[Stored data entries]
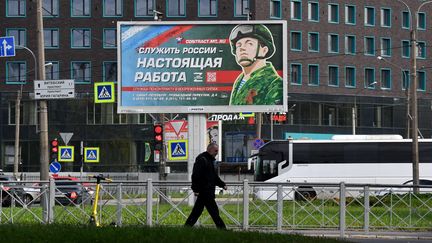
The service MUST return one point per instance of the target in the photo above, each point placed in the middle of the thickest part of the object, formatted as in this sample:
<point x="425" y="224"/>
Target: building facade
<point x="347" y="61"/>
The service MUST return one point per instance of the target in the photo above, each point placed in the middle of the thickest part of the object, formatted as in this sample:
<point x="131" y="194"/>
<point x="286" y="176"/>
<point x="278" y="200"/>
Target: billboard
<point x="202" y="67"/>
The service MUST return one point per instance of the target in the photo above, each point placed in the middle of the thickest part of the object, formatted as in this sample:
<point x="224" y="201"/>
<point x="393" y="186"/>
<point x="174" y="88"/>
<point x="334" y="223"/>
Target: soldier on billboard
<point x="259" y="83"/>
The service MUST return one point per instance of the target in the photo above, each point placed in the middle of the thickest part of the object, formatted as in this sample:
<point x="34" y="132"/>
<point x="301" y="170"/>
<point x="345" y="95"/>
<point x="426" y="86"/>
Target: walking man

◆ **Work to be completed**: Write out each line again, exactly as it appears above, except for any picture.

◆ **Expected answer**:
The service MUST return one point per instance of the target in the photo above, each point placed in the middle of the thickest part of the object, formatted as in this sample:
<point x="425" y="224"/>
Target: building facade
<point x="347" y="61"/>
The service MUST return one point per instance of the target in the photo above, each point placed in the middle of the thickest part of the object, formatted as in this sample:
<point x="131" y="194"/>
<point x="286" y="176"/>
<point x="278" y="200"/>
Target: billboard
<point x="202" y="67"/>
The service MUST return one point per instance of the target in the photo above, each point placed in the middle of the thickest part of the object, formatted as in this sample:
<point x="224" y="201"/>
<point x="393" y="186"/>
<point x="174" y="88"/>
<point x="334" y="223"/>
Target: soldier on billboard
<point x="259" y="83"/>
The service MUST return one point per instance of the target in the photo above, each point placed in the middle of the thickest part of the object, formatted as in this sample:
<point x="34" y="132"/>
<point x="301" y="170"/>
<point x="345" y="95"/>
<point x="426" y="86"/>
Target: walking man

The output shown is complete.